→ THE PROBLEM
Reproduce verbatim the data below, from the line containing "Practice step: indicate the utility" through the final line of the data, both included.

→ EXTRACTED RECORDS
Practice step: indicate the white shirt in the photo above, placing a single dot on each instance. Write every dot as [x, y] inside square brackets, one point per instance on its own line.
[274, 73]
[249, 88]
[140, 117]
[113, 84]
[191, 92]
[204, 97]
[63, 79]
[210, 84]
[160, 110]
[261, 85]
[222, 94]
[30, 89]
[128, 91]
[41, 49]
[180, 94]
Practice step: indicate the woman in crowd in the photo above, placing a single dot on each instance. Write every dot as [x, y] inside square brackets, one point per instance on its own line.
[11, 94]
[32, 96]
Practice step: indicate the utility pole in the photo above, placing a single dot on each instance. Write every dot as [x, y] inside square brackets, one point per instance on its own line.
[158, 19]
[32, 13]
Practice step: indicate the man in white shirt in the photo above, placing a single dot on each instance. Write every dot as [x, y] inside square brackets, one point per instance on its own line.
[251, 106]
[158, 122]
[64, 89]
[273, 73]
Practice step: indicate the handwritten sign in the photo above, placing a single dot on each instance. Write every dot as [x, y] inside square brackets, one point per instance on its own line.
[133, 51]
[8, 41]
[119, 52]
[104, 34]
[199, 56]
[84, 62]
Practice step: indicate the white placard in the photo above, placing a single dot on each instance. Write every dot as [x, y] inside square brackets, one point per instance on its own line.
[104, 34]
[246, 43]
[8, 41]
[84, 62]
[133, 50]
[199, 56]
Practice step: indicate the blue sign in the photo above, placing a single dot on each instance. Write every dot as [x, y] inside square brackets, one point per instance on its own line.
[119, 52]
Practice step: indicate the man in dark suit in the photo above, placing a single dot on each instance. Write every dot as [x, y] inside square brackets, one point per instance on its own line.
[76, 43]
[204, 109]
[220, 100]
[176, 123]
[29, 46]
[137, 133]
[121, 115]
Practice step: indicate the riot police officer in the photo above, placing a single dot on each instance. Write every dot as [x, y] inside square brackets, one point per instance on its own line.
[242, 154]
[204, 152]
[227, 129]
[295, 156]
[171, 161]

→ REPLY
Practice step: indicate the utility pole in the photo above, placing a single dot on each instance. Write every dot as [x, y] inside square brackets, one point per instance on its own line.
[158, 19]
[32, 13]
Practice step: indicate the man in white shirt in the photo above, placing a single dot on each instance. Write every dot as [x, y] inside square brackets, one point per instance on its own line.
[251, 106]
[158, 122]
[64, 89]
[273, 73]
Practice step: indicate the handwritten sign in the photo above, placing a single dot on each instance. Write every dot as [x, y] inside square brackets, one point per instance on its own line.
[133, 51]
[8, 41]
[119, 52]
[104, 34]
[199, 56]
[84, 62]
Practice step: indicate the white placard in the photo above, placing a single dot on each instance. Write every dot as [x, y] inside square brackets, one point per instance on its own line.
[104, 34]
[246, 43]
[8, 41]
[84, 62]
[133, 50]
[199, 56]
Practice step: indicate the blue sign in the photo above, placing a single dot on each instance. Write every dot as [x, y] inside square brackets, one point per instance on its own line.
[119, 52]
Practice step: indicate the man in dark suit in the photo above, placing a single dot on each instance. Write every dot as [x, y] inside square brackets, one point per instance on its own line.
[76, 43]
[204, 109]
[220, 100]
[176, 123]
[29, 46]
[137, 133]
[121, 115]
Practice step: indicate the riot police officer in the photo above, placing a single dot on each instance. Write every dot as [x, y] inside square brackets, one point per instance on its own line.
[242, 154]
[204, 152]
[227, 129]
[295, 156]
[171, 161]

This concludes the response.